** Exercise brief **
Extract the records verbatim from their first line through the line holding "[0,311,175,427]", inclusive, and leave the pictures out of your copy.

** Data provided **
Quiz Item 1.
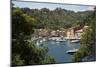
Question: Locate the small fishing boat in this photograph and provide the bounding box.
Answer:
[66,49,79,54]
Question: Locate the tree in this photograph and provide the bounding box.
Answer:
[12,8,54,66]
[73,9,96,62]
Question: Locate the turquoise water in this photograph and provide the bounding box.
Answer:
[47,41,80,63]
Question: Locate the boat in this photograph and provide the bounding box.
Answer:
[71,40,80,43]
[66,49,79,54]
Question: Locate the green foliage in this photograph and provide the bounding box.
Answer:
[73,7,96,62]
[21,8,93,30]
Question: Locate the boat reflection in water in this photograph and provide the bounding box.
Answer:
[34,39,80,63]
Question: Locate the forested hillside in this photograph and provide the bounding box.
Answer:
[21,8,93,29]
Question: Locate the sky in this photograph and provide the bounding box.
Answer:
[12,1,95,12]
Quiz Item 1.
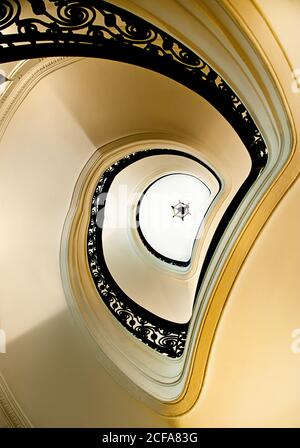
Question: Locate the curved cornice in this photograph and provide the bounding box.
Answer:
[0,57,79,428]
[0,374,33,428]
[0,0,299,416]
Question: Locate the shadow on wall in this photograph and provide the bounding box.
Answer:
[0,311,175,427]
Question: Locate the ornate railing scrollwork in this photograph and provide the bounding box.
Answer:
[0,0,268,357]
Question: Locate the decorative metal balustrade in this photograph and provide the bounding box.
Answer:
[0,0,268,357]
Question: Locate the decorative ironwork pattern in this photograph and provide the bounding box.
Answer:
[0,0,267,169]
[0,0,268,356]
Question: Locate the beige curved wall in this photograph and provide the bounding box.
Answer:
[180,174,300,427]
[0,0,300,426]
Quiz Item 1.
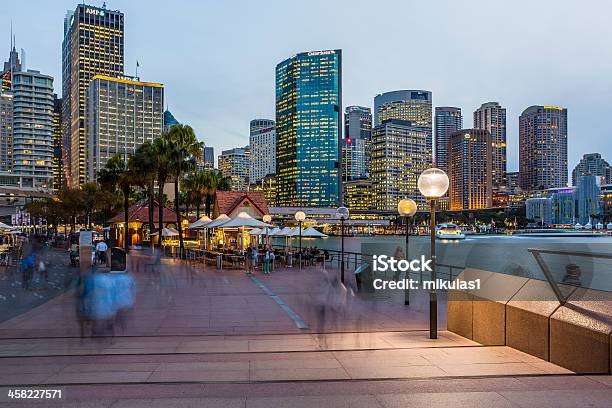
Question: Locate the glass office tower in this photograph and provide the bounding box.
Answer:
[519,106,567,191]
[86,75,164,181]
[62,4,124,187]
[276,50,342,207]
[434,106,463,173]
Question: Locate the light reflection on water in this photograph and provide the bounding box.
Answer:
[275,235,612,291]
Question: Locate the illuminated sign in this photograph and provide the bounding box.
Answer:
[308,50,336,57]
[85,8,104,17]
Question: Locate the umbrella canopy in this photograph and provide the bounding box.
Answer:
[268,227,281,237]
[187,216,212,229]
[302,227,327,238]
[221,211,272,228]
[274,227,291,237]
[151,228,178,237]
[287,227,304,237]
[206,214,231,228]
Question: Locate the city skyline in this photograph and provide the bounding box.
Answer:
[0,1,612,177]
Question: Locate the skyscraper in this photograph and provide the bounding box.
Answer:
[164,110,179,132]
[370,119,431,211]
[250,119,275,134]
[12,70,53,189]
[249,119,276,183]
[342,106,372,180]
[374,90,432,128]
[219,146,251,191]
[197,146,215,171]
[62,4,124,187]
[86,75,164,182]
[344,106,372,140]
[474,102,507,190]
[276,50,342,207]
[434,106,463,173]
[519,106,567,191]
[448,129,493,210]
[572,153,612,186]
[0,40,23,93]
[0,92,13,171]
[53,95,65,191]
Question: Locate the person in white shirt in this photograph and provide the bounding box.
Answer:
[96,241,108,266]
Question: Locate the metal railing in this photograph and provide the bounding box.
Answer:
[527,248,612,305]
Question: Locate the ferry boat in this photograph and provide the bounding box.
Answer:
[436,224,465,239]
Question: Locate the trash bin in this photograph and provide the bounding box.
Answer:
[355,262,374,293]
[217,254,223,269]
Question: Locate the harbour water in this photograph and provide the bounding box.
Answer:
[275,234,612,291]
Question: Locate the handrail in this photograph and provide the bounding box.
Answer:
[527,248,612,259]
[527,248,612,306]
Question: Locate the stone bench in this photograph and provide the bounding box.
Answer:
[447,268,528,346]
[550,288,612,374]
[506,279,576,361]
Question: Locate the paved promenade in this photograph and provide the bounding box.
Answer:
[0,253,612,408]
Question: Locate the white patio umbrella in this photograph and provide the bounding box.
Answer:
[206,214,231,228]
[220,211,272,250]
[268,227,281,237]
[151,228,178,237]
[187,216,212,229]
[302,227,327,238]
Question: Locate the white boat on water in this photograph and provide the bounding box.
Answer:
[436,224,465,239]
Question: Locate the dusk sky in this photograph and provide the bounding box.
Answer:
[0,0,612,171]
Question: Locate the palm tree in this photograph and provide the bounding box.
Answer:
[151,135,171,246]
[183,171,208,219]
[133,142,157,248]
[205,170,231,217]
[168,124,204,257]
[98,154,141,252]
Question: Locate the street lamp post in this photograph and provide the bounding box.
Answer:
[262,214,272,245]
[417,167,449,339]
[336,207,350,283]
[295,211,306,270]
[397,198,417,306]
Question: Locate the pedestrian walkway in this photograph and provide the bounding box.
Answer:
[0,253,612,408]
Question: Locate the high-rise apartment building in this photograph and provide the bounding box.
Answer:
[62,4,124,187]
[276,50,342,207]
[374,90,432,128]
[250,119,275,134]
[164,110,179,132]
[519,106,567,191]
[342,138,370,181]
[86,75,164,181]
[0,91,13,171]
[12,70,54,189]
[196,146,215,171]
[448,129,493,211]
[572,153,612,186]
[474,102,507,191]
[342,106,372,181]
[344,106,372,140]
[53,95,65,191]
[249,119,276,183]
[434,106,463,173]
[218,146,251,191]
[370,119,432,211]
[0,43,25,93]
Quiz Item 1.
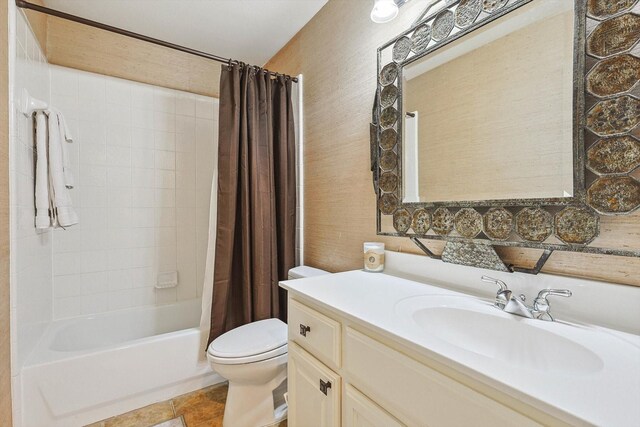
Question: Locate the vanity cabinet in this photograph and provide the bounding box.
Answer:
[288,342,342,427]
[288,297,540,427]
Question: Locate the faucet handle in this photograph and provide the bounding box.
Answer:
[480,276,511,310]
[533,289,573,322]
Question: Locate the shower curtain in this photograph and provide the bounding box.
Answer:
[203,64,296,343]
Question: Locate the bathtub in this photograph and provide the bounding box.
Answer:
[22,300,223,427]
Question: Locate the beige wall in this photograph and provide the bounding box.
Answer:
[0,1,11,426]
[267,0,640,286]
[27,6,221,97]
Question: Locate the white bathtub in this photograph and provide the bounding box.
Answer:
[22,300,223,427]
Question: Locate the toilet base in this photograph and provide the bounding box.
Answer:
[222,364,287,427]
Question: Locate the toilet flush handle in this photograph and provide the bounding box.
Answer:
[300,323,311,337]
[320,380,331,396]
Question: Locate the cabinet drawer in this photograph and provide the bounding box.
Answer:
[344,328,539,427]
[289,299,341,369]
[342,384,403,427]
[288,343,342,427]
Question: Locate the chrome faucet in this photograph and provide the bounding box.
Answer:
[481,276,571,322]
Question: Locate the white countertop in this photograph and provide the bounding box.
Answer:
[281,270,640,426]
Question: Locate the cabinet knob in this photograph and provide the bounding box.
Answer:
[300,323,311,337]
[320,380,331,396]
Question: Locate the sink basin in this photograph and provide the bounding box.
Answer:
[395,295,604,374]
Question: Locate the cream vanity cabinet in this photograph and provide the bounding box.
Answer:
[288,296,540,427]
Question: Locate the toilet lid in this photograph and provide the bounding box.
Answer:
[207,319,287,359]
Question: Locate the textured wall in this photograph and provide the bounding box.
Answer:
[267,0,640,286]
[25,6,220,97]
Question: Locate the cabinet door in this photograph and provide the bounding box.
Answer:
[288,341,341,427]
[342,384,403,427]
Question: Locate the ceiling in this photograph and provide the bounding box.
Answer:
[44,0,327,65]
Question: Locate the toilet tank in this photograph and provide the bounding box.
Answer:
[289,265,331,280]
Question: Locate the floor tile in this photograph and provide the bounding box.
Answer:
[104,402,176,427]
[173,384,228,427]
[153,417,185,427]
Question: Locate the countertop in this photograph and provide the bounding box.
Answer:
[280,270,640,426]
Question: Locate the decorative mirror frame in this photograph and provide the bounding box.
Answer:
[371,0,640,273]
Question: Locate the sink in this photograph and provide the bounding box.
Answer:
[395,295,604,374]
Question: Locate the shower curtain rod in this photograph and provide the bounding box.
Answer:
[16,0,298,83]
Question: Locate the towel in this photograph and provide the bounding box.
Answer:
[53,111,75,189]
[48,111,78,227]
[35,111,51,229]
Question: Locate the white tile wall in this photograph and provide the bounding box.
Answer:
[9,8,52,372]
[9,8,53,426]
[50,66,218,319]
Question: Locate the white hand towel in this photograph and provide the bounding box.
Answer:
[35,112,51,229]
[49,112,78,227]
[54,111,75,189]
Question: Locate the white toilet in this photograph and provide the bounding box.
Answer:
[207,266,329,427]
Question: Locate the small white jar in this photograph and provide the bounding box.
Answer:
[364,242,384,273]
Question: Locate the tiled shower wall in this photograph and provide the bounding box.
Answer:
[9,5,52,419]
[51,66,218,319]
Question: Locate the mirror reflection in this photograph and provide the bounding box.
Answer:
[402,0,574,202]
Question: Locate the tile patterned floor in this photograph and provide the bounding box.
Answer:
[86,383,287,427]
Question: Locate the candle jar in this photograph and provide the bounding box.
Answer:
[364,242,384,273]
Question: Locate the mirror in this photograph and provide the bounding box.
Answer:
[370,0,640,273]
[401,0,574,203]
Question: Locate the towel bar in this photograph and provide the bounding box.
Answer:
[20,88,49,117]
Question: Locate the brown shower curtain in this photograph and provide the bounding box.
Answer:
[209,64,296,343]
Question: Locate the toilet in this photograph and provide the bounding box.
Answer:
[207,266,329,427]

** Output **
Quiz Item 1.
Question: Locate the small fishing boat in this photograph and provide the bounding box.
Answer:
[66,49,79,54]
Question: Locate the tree in this photograph and provide the bounding box.
Answer:
[12,8,54,66]
[73,9,96,62]
Question: Locate the turquoise water in this photograph and provide the bounding box.
Answer:
[47,41,80,63]
Question: Locate the boat in this photograph and provide the bounding box.
Answer:
[71,40,80,43]
[66,49,79,54]
Question: Locate the green foliage in this photograph and provide the bounding box.
Answer:
[73,7,96,62]
[21,8,93,30]
Question: Locate the boat reflection in water in this photograph and provide the bounding box.
Answer:
[34,39,80,63]
Question: Locate the forested hillside in this photograph and provide the bounding box.
Answer:
[21,8,93,29]
Question: Locate the sky in this photograph and provide the bounding box.
Answer:
[12,1,95,12]
Quiz Item 1.
Question: Locate the curved cornice in this photograph and provide the bounding box.
Answer:
[0,57,79,428]
[0,374,33,428]
[0,0,299,416]
Question: Locate the shadow on wall in this photograph and provide the bounding box.
Answer:
[0,311,175,427]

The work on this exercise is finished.